= Brief =
Report how many lines below contain the string "white", treating uppercase and lowercase as different. Give only the number.

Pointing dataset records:
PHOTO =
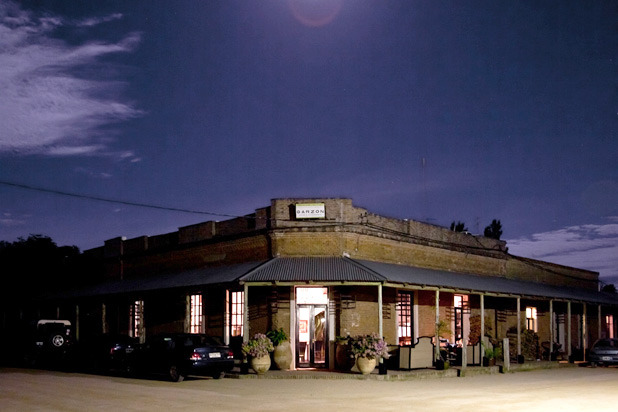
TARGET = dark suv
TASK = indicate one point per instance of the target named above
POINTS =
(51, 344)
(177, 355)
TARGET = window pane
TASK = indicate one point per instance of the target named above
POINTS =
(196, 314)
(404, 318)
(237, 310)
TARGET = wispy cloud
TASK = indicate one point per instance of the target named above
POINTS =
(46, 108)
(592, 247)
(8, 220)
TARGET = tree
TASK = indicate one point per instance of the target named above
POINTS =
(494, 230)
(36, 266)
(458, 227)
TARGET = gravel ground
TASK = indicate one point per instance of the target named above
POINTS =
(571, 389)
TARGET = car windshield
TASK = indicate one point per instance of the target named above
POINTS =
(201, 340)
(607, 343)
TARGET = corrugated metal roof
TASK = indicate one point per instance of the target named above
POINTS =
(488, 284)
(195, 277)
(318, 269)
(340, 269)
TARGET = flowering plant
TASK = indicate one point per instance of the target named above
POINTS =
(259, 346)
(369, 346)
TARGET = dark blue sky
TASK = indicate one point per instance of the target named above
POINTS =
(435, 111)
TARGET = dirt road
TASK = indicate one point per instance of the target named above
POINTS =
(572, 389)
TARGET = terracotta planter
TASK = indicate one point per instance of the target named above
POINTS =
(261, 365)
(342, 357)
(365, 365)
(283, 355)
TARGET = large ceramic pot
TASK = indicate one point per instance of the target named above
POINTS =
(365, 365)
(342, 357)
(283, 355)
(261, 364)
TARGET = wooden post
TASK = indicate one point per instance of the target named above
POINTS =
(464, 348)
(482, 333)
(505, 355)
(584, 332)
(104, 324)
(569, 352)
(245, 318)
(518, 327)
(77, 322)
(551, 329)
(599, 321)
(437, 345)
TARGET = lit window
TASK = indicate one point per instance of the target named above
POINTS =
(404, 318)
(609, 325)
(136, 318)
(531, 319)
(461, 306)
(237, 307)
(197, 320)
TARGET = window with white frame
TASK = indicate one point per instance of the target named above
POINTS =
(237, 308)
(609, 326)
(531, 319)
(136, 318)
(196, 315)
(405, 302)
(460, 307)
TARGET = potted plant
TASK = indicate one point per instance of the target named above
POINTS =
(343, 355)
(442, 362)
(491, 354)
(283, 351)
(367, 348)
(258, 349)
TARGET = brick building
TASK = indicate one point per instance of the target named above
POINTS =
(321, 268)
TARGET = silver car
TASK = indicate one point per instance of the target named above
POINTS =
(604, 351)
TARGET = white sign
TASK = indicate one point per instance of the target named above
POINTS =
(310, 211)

==

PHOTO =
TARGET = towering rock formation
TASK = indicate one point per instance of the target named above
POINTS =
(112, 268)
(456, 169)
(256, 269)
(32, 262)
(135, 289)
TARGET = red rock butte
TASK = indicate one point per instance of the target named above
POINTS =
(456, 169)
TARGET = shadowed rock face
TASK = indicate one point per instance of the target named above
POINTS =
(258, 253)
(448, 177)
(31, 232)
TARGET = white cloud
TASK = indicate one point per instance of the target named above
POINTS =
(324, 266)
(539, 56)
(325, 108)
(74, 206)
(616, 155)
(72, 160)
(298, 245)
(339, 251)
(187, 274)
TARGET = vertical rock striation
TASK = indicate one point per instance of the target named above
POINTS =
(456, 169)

= Completed task =
3